* **PASSAGE DU TEXTE**:
Ce troisième article d’une série de cinq fait état des impacts de l’intégration de l’impression 3D sur différentes activités de l’entreprise. L’objectif est de susciter la réflexion sur cette technologie qui a le potentiel de modifier le modèle d’affaires des entreprises. Illustration avec l’expérience de la firme québécoise Nucleom.
L’impression 3D est une technologie innovante en pleine effervescence. Au Québec, peu d’entreprises connaissent tout le potentiel de cette nouvelle technologie appelée à révolutionner les pratiques en conception et fabrication de produits. De concert avec le Centre de recherche industrielle du Québec (CRIQ), l’IDP vous propose une série d’articles sur cette technologie et ses impacts*. Voici le troisième volet d’une série de cinq.
Dans les articles précédents, nous avons vu comment l’impression 3D permettait de valider les idées ou concepts plus rapidement, grâce au prototypage, et d’accélérer ainsi l’innovation. Dans ce troisième volet, nous abordons d’autres impacts de cette technologie sur des activités telles que l’ingénierie, la fabrication, les approvisionnements, etc. Plus qu’un outil de prototypage, l’impression 3D est une technologie de fabrication qui s’intègre dans la chaine de valeur des entreprises.
La valeur d’un produit personnalisé
Une des grandes caractéristiques des imprimantes 3D est leur flexibilité dans la fabrication des pièces. Cet avantage ouvre directement la porte à la personnalisation des produits. Pouvoir imprimer une pièce pour le client A, puis immédiatement une autre pour le client B, sans entrainer coûts et délais de production importants! Il est dorénavant permis d’explorer de nouvelles solutions pouvant s’intégrer aux processus courants de l’entreprise.
Cet avantage s’inscrit dans une évolution des habitudes de consommation qui amènent les clients à exiger de plus en plus des produits personnalisés. Dans son article « The 4Ps are out, the 4Es are in », Brian Fetherstonhaugh de l’agence de publicité Ogilvy & Mather démontre comment les consommateurs veulent davantage être considérés comme des personnes vivant des expériences spécifiques plutôt que de simples consommateurs de produits génériques.
À l’heure actuelle, les imprimantes 3D industrielles offrent cet avantage mais seulement pour de petits volumes de production. En fonction des efforts qui seront déployés dans le futur pour améliorer les vitesses d’impression et augmenter les volumes de fabrication, nous pouvons espérer voir cet avantage transposé aux lignes de production à moyen et haut volume. Et cette tendance est réelle. Le rapport Wohlers 2015 nous confirme que l’utilisation de la fabrication additive comme outil de production continue de croitre. En 2014, elle représentait 42,6 % du total des revenus des produits et services de fabrication additive.
Modification des méthodes de conception
Par ailleurs, l’utilisation de l’impression 3D en entreprise entraine inévitablement des changements dans les méthodes de conception et les processus établis en ingénierie. Aussi, la définition du produit aura-t-elle tout avantage à reposer sur une analyse fonctionnelle structurée pour déterminer la finalité des pièces.

* **DONNÉES**:
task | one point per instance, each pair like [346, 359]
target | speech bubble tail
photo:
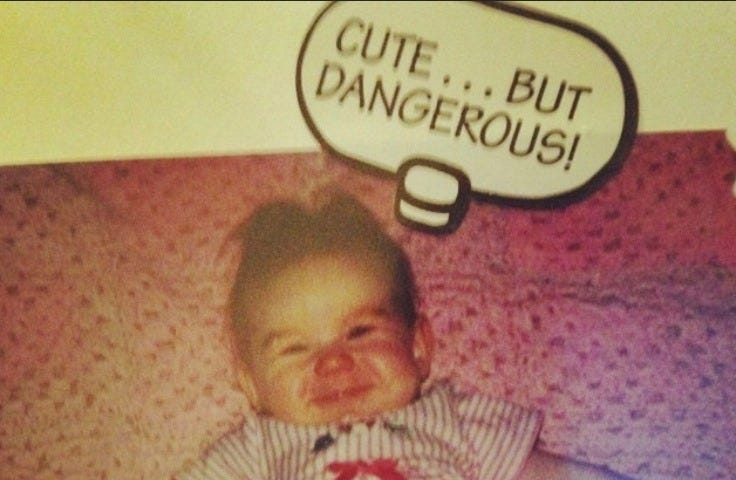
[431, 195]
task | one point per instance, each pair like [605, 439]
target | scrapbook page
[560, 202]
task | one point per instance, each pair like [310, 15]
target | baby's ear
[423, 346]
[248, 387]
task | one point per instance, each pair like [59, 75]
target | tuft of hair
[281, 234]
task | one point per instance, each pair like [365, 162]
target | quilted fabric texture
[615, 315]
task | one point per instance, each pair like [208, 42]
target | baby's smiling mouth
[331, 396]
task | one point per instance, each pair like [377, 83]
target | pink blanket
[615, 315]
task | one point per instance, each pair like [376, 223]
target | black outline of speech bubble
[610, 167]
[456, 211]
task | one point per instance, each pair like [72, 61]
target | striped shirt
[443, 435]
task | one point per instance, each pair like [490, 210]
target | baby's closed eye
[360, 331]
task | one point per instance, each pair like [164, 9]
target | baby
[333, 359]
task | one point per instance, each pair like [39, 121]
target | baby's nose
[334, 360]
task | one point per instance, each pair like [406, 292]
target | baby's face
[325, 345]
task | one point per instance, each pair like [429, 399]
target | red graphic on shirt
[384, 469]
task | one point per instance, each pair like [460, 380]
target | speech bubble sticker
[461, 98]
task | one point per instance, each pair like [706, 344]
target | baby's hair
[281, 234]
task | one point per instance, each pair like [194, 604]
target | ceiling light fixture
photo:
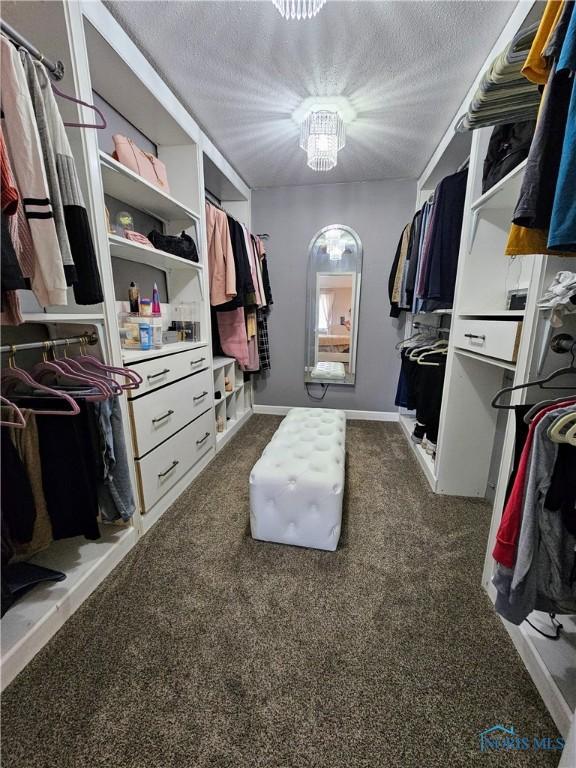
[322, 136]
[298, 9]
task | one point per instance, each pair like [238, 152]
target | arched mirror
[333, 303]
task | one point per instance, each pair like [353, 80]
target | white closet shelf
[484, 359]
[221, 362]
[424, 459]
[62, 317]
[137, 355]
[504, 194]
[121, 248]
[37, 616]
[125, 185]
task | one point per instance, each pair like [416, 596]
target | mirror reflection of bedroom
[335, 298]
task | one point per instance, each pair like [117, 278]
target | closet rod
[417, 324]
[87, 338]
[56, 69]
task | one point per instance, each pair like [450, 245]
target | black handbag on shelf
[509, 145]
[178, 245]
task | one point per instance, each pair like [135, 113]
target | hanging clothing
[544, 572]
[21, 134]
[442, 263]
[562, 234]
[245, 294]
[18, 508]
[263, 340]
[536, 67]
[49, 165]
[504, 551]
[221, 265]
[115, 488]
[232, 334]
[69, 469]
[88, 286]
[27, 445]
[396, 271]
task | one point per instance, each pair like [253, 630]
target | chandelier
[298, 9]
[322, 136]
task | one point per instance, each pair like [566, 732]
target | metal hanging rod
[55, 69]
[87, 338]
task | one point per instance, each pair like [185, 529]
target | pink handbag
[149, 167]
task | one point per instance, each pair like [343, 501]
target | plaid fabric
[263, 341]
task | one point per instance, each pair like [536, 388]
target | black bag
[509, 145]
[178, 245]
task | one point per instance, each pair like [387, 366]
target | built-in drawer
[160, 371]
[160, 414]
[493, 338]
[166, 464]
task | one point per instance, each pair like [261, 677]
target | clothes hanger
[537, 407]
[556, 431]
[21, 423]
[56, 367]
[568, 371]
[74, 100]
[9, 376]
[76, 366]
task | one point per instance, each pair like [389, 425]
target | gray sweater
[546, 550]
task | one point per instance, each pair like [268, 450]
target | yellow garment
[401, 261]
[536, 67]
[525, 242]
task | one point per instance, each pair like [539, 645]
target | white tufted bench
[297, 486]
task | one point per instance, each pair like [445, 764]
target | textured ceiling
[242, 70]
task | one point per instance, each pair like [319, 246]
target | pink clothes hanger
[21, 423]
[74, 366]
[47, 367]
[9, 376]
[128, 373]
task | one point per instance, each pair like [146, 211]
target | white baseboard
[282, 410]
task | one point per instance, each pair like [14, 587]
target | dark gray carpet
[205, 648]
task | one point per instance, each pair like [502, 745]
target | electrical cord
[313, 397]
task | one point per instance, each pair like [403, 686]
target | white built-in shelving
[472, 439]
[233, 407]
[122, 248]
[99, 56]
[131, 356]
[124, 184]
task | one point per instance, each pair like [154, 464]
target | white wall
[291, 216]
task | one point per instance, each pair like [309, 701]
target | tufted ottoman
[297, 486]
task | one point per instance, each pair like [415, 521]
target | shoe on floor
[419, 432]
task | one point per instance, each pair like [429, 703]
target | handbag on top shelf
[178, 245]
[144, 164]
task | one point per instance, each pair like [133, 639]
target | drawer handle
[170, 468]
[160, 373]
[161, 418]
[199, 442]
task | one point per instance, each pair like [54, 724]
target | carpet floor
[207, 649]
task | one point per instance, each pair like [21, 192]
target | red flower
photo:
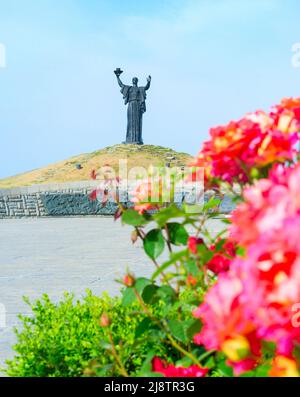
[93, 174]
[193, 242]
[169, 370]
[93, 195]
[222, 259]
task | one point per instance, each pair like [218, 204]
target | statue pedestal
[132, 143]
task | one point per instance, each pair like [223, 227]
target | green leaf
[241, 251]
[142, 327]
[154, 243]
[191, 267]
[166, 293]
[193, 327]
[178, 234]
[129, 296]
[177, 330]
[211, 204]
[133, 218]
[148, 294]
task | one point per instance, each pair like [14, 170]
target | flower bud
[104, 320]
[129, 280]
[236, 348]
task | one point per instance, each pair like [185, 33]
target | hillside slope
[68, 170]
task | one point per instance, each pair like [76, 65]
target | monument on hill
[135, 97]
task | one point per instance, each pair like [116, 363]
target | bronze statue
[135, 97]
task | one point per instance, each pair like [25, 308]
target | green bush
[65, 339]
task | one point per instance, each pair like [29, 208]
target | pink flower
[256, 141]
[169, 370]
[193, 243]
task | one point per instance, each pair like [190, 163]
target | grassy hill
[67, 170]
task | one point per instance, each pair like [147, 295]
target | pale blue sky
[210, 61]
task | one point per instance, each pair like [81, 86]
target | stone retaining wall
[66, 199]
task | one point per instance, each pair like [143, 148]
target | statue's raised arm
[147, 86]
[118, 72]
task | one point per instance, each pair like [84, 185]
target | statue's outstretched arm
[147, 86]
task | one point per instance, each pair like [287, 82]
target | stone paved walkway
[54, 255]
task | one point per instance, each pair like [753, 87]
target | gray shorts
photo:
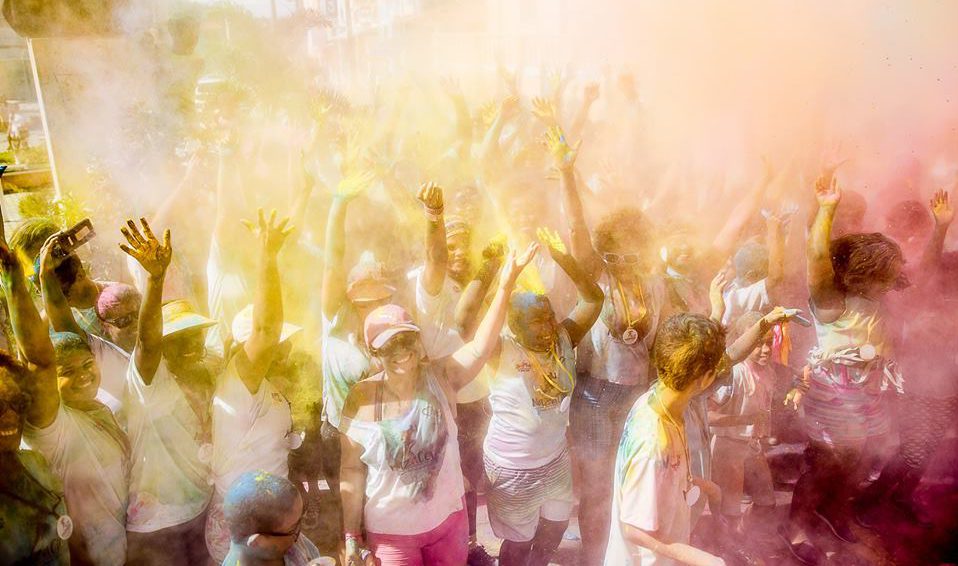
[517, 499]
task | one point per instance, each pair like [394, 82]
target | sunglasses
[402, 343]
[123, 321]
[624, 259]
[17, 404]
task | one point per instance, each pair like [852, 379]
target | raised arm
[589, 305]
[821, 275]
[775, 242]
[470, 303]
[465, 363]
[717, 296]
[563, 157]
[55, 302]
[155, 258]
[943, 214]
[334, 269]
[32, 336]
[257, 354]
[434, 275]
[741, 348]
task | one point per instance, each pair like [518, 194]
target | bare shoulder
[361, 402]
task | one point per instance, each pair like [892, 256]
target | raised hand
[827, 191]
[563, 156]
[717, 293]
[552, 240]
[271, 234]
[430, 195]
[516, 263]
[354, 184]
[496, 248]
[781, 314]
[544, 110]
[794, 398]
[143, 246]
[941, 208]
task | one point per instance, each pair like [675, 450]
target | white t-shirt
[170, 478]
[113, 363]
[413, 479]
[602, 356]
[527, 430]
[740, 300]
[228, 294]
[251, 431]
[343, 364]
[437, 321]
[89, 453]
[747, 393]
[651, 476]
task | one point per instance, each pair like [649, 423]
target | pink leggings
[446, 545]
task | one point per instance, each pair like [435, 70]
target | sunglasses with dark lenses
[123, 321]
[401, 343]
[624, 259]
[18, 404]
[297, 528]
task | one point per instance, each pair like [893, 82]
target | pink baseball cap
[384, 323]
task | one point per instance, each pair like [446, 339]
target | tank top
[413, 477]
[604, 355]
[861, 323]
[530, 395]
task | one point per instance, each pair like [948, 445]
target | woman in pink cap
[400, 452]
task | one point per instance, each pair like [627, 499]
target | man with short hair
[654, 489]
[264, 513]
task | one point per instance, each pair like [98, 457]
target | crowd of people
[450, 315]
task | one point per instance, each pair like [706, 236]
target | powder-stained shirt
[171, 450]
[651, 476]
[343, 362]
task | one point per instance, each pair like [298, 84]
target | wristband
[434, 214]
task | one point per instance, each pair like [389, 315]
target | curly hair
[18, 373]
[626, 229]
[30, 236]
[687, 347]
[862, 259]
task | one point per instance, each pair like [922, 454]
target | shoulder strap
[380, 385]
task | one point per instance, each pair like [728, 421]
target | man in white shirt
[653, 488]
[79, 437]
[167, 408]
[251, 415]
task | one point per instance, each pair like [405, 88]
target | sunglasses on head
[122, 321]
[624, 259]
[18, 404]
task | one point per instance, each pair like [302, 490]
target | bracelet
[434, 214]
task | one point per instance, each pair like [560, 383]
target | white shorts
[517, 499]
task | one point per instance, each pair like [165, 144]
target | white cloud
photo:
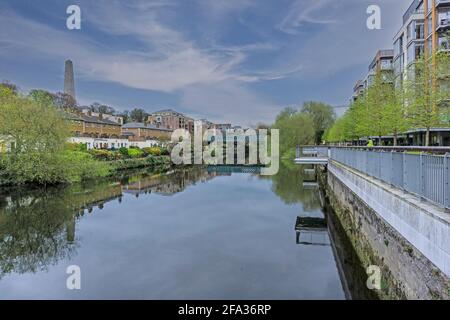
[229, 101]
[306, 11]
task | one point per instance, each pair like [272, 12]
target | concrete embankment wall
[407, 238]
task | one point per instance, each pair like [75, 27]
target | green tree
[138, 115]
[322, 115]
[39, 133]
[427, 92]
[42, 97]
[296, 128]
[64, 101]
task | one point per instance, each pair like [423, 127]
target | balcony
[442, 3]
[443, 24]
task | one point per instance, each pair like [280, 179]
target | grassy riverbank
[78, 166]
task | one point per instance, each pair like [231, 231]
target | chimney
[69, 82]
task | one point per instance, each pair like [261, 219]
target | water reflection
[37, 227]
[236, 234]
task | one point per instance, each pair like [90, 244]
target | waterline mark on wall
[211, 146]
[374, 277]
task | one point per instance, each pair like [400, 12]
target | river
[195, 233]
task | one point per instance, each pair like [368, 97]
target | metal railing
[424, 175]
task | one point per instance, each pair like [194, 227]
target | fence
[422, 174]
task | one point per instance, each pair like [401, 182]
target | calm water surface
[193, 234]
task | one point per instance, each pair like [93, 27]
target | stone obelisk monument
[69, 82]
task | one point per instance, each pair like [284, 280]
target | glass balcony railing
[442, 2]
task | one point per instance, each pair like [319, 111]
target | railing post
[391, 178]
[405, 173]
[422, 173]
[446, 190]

* **PROBLÈME À RÉSOUDRE**:
Poursuivez le texte sur l'impression 3D en entreprise à partir de sa dernière phrase. Les items n'interviennent pas ici.

* **RÉSULTAT OBTENU**:
Selon un rapport de la multinationale GE, il est possible de réduire le nombre de pièces d’un assemblage par un facteur pouvant aller jusqu’à 70 fois. La simplification des assemblages est un autre grand bénéfice de l’impression 3D. N’ayant dorénavant que peu de contraintes sur les géométries escomptées, cette technique alloue une plus grande liberté dans la matérialisation des concepts par rapport aux méthodes traditionnelles.
Cette liberté a cependant un coût. Plus la géométrie est complexe, plus le temps de post-traitement sera long et coûteux. Dans un tel cas, la conception doit souvent intégrer des supports temporaires qui devront être retirés une fois l’impression complétée. Il est donc important de bien évaluer le gain espéré de cette complexité versus le surcoût réel des manipulations post production nécessaires.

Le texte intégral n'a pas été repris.